* [Region labeling items]
######
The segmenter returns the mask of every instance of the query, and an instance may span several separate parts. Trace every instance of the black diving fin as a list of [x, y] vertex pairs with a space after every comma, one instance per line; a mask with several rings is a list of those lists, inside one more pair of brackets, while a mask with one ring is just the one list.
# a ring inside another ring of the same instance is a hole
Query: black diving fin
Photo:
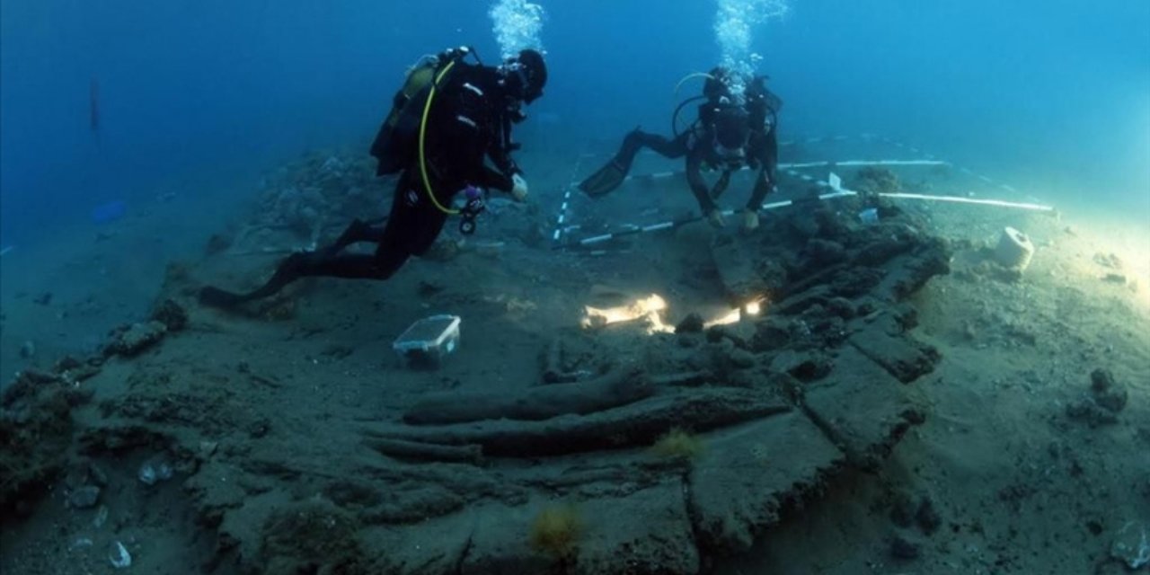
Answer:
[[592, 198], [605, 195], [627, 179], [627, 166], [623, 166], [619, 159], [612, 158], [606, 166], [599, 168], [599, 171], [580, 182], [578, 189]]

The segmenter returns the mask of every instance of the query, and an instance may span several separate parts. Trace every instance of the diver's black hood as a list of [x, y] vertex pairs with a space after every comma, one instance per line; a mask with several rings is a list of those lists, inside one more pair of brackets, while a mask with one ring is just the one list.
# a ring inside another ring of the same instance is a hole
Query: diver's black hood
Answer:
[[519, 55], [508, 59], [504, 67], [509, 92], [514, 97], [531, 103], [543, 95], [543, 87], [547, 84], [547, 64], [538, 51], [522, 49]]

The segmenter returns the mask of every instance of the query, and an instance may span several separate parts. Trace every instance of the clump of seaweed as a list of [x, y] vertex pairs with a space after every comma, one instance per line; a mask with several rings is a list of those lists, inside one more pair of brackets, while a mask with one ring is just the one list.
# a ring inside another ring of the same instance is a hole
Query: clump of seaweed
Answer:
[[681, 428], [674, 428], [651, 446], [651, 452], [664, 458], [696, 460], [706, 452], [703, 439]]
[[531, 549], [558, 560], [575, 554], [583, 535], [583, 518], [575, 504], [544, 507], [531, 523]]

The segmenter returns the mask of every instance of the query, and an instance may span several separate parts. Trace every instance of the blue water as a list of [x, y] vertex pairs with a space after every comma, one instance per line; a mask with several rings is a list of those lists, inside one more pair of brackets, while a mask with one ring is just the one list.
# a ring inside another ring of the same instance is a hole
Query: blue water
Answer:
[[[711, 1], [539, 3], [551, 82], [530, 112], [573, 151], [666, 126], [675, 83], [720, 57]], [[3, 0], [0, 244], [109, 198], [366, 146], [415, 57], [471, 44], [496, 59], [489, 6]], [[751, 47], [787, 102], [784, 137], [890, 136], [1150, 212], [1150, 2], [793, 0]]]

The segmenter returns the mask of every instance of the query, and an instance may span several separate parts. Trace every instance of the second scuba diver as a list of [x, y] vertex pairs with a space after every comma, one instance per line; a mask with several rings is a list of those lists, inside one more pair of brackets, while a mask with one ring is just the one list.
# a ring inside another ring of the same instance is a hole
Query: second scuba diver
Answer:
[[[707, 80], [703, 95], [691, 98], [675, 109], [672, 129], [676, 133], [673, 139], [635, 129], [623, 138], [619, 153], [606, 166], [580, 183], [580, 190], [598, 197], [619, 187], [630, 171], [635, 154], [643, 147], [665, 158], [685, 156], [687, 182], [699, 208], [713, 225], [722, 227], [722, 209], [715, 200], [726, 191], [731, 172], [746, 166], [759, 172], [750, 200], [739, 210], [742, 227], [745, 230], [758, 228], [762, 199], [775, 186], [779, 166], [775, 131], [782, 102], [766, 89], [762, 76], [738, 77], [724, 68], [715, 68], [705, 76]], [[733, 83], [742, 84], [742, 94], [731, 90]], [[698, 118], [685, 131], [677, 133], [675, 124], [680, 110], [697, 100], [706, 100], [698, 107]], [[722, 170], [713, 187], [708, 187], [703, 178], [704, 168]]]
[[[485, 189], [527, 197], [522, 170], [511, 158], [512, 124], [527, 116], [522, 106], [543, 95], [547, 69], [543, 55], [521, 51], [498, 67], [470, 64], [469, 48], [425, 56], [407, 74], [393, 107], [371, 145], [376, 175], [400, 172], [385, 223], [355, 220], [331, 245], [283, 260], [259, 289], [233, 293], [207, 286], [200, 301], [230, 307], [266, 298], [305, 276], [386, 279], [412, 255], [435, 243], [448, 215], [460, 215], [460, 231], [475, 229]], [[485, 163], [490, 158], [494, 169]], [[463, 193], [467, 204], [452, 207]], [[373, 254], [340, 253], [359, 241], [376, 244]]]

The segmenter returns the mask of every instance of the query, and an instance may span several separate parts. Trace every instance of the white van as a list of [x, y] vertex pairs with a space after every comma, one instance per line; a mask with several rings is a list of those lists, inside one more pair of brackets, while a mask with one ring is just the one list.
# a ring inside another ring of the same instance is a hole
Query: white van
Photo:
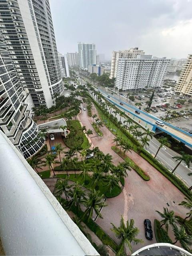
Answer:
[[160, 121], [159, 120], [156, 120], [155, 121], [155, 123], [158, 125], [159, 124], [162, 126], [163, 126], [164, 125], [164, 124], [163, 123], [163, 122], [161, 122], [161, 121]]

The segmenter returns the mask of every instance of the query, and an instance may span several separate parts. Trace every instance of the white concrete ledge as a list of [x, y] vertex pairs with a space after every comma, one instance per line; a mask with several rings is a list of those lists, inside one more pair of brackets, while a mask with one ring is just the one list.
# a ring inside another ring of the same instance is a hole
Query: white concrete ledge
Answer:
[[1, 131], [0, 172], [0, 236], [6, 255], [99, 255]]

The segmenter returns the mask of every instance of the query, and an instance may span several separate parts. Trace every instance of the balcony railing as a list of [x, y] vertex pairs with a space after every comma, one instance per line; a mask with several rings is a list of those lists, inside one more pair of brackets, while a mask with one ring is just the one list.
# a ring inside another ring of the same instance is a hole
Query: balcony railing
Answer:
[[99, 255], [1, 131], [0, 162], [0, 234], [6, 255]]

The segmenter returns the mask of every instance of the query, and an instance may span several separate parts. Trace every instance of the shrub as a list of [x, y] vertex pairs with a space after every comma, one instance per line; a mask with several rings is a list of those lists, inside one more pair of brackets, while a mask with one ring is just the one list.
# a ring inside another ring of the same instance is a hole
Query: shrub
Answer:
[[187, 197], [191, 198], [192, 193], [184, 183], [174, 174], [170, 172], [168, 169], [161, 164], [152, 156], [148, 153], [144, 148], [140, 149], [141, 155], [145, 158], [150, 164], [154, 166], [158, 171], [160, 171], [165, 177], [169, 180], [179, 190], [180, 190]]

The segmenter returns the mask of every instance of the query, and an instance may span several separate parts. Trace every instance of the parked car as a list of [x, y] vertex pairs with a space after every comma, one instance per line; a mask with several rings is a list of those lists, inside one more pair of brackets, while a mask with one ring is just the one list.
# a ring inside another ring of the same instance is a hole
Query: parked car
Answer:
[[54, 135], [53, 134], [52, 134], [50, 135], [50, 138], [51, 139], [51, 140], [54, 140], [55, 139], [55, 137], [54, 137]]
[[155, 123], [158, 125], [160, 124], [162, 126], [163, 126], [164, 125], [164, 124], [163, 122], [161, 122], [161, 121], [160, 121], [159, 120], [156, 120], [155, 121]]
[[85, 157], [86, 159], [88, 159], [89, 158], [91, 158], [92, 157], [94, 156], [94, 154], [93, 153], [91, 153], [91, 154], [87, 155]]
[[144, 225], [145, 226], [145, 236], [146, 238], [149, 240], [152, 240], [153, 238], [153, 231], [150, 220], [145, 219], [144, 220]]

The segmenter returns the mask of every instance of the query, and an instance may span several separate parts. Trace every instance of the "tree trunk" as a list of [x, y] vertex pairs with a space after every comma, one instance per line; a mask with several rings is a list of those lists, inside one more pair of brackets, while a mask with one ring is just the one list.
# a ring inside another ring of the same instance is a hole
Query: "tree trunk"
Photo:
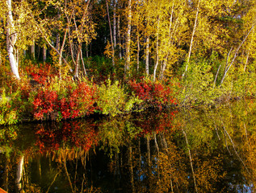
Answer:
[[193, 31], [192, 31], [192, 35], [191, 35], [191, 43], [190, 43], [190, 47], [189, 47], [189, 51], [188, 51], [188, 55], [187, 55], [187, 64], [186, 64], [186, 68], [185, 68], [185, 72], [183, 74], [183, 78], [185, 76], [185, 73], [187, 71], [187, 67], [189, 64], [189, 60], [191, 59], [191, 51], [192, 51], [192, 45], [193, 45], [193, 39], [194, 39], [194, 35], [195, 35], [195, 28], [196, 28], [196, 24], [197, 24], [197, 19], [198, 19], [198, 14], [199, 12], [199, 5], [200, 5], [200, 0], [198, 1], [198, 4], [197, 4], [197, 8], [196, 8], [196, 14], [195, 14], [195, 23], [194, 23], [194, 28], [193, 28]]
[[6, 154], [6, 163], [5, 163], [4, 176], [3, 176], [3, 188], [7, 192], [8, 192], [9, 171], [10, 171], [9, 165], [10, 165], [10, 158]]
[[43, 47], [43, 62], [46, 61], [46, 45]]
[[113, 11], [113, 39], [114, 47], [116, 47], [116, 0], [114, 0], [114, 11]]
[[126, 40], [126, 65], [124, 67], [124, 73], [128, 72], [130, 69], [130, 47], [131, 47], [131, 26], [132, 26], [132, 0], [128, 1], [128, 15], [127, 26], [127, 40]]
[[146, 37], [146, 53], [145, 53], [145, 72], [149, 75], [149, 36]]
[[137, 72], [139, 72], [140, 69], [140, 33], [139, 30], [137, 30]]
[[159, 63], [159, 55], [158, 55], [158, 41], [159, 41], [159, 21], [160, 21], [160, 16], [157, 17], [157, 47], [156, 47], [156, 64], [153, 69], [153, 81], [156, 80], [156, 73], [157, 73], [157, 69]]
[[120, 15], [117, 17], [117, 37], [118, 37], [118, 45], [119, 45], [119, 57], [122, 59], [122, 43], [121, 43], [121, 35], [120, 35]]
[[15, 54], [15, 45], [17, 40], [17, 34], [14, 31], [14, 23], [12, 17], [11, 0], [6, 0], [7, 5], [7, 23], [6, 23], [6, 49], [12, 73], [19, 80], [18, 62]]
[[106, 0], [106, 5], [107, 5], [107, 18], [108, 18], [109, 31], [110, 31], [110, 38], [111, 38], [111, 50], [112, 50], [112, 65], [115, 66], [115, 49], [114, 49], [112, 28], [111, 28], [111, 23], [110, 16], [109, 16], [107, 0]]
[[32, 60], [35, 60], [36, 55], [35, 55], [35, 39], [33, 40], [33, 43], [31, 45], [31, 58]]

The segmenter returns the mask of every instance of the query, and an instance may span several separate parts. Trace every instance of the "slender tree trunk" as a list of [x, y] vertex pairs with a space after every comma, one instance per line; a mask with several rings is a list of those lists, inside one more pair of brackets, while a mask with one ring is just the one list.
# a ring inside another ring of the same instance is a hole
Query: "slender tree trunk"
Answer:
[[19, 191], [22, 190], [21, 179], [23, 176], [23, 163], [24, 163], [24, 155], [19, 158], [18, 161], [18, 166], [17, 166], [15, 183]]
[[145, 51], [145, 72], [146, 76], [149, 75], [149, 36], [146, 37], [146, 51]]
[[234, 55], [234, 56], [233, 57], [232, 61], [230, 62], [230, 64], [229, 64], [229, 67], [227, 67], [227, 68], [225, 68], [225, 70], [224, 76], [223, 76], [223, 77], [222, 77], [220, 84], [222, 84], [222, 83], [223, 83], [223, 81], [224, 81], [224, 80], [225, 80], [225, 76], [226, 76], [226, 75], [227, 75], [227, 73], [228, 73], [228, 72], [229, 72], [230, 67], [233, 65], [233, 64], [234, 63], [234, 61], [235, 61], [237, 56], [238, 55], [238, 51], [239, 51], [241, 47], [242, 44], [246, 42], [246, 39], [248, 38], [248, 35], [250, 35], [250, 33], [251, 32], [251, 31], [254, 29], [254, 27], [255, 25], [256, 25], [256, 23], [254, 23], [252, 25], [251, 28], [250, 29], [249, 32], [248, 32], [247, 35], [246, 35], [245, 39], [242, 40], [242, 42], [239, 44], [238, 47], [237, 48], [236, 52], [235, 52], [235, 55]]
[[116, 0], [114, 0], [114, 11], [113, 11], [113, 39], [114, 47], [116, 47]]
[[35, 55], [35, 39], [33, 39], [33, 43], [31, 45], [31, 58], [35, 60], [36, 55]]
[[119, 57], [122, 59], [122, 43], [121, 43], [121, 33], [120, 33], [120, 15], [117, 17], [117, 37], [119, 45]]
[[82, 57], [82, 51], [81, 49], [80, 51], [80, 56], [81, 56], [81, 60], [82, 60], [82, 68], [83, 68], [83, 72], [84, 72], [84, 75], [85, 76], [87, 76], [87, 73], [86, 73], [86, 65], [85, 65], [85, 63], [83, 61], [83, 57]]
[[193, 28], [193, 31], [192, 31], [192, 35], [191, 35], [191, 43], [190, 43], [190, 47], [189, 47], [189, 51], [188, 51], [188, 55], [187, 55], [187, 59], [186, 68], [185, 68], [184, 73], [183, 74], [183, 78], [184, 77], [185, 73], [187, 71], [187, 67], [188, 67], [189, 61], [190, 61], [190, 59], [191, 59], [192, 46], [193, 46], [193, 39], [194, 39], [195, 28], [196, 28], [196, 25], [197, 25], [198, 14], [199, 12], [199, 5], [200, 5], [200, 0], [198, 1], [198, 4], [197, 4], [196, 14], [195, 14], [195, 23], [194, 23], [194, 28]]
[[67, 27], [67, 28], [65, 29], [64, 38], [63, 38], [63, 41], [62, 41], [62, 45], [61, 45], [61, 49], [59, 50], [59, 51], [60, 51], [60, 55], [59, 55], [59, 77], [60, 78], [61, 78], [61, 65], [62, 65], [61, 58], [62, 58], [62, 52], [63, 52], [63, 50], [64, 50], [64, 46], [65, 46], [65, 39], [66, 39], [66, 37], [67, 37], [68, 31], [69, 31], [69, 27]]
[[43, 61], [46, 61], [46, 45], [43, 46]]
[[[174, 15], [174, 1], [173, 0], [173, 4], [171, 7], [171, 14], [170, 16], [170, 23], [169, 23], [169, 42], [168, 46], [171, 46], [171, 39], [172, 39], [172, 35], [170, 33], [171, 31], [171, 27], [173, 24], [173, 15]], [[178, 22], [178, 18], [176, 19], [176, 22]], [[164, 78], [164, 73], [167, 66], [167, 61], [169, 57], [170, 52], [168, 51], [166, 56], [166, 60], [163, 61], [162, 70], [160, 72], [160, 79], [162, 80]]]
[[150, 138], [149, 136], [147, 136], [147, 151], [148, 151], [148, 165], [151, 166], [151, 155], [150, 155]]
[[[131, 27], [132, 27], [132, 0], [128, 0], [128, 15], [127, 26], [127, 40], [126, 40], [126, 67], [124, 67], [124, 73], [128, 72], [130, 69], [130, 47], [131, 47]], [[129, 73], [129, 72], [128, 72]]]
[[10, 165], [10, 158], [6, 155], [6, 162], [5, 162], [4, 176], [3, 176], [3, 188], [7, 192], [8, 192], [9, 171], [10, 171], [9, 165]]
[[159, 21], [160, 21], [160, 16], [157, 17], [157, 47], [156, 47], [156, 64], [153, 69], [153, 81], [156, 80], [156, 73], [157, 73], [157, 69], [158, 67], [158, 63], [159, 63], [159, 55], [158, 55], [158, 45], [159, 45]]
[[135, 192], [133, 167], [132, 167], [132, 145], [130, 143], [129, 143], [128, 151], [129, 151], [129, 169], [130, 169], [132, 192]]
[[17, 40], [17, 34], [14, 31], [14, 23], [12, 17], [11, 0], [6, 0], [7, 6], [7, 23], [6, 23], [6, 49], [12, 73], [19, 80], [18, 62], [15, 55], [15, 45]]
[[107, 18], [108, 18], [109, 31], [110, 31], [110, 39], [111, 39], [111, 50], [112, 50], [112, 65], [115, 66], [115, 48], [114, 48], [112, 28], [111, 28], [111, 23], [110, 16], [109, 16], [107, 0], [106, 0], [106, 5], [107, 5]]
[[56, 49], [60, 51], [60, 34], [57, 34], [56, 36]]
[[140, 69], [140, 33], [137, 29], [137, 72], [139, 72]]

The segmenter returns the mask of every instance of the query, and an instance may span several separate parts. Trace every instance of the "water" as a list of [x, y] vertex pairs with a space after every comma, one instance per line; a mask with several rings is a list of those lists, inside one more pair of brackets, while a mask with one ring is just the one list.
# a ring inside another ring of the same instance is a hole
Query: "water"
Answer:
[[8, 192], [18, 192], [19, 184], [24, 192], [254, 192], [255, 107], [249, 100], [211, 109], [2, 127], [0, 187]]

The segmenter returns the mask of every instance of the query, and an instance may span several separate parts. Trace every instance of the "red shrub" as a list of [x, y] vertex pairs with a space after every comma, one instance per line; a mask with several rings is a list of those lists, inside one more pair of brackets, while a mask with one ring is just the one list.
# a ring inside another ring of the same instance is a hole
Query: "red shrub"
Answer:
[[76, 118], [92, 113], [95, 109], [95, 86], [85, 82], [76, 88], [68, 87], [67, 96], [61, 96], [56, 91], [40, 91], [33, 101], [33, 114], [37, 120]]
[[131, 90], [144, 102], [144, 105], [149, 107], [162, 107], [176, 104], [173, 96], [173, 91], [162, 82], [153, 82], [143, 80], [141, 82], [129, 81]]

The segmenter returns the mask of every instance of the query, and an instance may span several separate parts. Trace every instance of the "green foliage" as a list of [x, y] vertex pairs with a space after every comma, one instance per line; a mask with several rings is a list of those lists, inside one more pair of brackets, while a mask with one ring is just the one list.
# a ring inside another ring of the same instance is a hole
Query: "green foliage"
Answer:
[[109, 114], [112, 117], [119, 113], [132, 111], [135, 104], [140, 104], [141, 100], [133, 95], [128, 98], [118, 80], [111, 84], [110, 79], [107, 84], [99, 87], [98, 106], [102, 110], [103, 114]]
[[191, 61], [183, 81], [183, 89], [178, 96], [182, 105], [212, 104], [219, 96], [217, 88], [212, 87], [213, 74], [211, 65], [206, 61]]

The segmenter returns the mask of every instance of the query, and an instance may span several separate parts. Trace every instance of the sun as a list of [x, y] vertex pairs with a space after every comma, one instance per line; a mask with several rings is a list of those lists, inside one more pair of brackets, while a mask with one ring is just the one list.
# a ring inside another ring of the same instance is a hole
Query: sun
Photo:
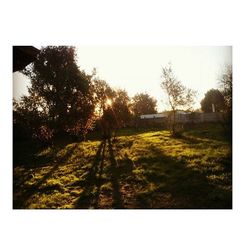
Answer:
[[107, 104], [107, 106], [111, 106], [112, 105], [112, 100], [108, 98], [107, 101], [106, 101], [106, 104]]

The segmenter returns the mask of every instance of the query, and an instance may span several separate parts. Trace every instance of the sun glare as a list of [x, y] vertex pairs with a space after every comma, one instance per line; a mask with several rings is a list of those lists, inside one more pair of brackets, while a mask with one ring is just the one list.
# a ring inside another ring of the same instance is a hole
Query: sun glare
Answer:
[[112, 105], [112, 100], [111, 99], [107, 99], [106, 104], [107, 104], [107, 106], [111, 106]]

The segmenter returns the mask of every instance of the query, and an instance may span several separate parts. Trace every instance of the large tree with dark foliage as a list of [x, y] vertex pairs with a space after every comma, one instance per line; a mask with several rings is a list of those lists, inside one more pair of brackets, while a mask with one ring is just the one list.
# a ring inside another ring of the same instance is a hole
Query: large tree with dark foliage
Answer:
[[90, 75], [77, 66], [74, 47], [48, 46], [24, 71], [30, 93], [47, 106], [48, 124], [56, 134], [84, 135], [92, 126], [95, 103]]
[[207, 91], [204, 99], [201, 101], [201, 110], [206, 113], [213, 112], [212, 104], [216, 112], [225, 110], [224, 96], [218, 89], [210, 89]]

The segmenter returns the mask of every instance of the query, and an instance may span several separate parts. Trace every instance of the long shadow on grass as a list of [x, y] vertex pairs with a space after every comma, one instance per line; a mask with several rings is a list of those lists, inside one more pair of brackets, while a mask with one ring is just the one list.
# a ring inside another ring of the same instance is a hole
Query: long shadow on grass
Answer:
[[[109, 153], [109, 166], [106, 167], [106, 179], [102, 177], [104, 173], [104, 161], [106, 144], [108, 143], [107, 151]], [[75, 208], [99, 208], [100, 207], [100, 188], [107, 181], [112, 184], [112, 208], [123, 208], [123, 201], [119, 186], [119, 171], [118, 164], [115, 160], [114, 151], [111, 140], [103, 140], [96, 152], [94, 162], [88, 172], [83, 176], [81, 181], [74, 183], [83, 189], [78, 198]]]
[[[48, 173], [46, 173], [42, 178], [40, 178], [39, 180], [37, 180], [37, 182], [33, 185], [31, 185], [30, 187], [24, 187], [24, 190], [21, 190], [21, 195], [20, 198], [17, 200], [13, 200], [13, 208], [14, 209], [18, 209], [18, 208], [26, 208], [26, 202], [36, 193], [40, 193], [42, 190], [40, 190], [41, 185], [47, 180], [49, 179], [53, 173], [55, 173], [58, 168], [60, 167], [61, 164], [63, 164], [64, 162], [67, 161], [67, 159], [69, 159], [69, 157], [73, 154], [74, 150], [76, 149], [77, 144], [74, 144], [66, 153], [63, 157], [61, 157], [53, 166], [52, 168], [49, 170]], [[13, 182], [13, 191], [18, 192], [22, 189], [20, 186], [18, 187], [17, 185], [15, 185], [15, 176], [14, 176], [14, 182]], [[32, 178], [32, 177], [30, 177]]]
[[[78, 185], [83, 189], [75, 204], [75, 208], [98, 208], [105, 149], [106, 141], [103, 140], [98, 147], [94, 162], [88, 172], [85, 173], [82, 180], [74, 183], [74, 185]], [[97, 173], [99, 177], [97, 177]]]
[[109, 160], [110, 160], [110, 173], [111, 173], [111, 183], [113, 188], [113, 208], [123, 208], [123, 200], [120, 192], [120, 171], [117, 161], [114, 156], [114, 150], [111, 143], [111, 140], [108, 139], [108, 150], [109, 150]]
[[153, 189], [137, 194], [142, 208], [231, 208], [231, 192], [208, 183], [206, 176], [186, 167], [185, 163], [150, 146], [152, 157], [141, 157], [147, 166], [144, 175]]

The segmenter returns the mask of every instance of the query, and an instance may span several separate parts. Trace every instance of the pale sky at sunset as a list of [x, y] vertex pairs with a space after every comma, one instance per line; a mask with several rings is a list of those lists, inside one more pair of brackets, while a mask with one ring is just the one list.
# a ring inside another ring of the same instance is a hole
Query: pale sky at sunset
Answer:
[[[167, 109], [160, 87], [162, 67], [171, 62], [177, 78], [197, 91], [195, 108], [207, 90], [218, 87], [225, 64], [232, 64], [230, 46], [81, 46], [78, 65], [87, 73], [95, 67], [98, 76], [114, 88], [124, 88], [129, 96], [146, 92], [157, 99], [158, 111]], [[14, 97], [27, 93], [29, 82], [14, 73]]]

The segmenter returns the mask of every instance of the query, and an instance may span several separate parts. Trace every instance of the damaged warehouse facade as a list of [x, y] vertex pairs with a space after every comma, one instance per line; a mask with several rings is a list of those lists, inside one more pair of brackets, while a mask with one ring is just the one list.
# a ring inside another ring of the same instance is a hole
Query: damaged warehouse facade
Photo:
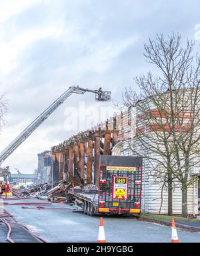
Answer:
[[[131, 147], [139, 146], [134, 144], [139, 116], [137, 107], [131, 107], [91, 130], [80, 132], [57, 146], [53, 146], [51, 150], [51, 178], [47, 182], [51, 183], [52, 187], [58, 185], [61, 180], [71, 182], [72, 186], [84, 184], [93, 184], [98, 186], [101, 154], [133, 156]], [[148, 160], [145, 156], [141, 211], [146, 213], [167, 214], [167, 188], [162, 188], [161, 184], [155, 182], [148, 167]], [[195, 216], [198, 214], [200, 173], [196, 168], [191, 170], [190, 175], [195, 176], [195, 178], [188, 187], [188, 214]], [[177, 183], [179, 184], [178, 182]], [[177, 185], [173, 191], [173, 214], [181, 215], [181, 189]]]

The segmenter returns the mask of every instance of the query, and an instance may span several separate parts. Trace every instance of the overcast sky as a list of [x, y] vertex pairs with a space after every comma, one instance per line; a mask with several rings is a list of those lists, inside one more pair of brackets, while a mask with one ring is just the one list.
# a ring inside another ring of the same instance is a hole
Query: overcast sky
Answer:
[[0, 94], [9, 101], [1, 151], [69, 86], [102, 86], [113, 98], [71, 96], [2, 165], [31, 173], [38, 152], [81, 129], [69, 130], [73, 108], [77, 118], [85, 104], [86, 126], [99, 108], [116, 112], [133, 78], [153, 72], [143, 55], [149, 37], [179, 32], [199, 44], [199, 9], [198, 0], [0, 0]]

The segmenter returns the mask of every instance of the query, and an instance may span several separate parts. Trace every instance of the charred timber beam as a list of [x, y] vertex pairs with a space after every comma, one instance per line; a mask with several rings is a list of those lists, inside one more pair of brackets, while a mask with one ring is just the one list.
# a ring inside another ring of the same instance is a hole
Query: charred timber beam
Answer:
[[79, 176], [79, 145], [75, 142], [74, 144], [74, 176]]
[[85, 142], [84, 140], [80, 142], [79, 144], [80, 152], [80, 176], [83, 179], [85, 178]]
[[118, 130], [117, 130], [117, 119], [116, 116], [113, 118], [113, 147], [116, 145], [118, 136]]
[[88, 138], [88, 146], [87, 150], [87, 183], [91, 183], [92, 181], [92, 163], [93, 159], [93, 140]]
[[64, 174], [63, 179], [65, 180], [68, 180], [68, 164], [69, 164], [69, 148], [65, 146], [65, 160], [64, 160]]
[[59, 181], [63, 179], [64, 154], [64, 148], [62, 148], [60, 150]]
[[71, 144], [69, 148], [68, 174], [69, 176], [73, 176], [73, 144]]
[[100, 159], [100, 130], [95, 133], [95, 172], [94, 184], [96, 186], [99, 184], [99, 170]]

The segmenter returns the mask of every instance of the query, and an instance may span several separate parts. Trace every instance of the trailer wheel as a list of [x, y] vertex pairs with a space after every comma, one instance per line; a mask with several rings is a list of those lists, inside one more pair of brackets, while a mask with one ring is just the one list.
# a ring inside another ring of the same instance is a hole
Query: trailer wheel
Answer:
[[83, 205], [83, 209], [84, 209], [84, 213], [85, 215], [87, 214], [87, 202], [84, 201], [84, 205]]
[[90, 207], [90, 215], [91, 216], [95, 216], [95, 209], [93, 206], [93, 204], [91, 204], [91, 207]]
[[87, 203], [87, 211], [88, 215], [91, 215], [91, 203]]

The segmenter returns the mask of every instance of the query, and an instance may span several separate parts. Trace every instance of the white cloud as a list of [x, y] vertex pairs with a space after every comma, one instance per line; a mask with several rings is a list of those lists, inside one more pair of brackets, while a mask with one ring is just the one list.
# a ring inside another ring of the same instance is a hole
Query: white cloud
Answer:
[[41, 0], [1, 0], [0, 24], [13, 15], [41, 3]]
######
* [Written problem]
Starting at the beginning of the items and going through the line that contains "51], [522, 49]]", rewrite every line, requests included, scaling each coordinate in the answers by 1.25 and rounding to whole numbers with halves going up. Leave the requests' numbers unchanged, and omit the pictures.

* [Complete response]
The segmenter returns the mask of every instance of the query, and an instance may span several separate parts. Trace every instance of the black diving fin as a list of [x, y] vertex pairs with a space after every comma, one instance per line; a mask with several rings is a list of those lists, inside one more pair of brackets, while a mask with one ring is just the one list.
# a ring inside another ring of the same instance is a hole
Query: black diving fin
Photo:
Answer:
[[740, 248], [756, 244], [784, 224], [784, 208], [779, 208], [774, 199], [765, 198], [758, 208], [749, 210], [749, 214], [725, 228], [723, 236]]

The segmenter returns the mask of every instance of the query, and an instance may span several separate parts. Trace every instance of the diver's black hood as a list of [x, y] vertex pairs with a space after every comma, one instance per line; a mask with several rings is a list of those lists, inside one more pair of brackets, while a mask with one ring is just the one list.
# a ring inside another ring of the same instance is a hole
Query: diver's black hood
Answer:
[[649, 69], [635, 74], [630, 84], [636, 115], [643, 121], [664, 129], [679, 119], [679, 109], [684, 105], [684, 80], [673, 64], [653, 61]]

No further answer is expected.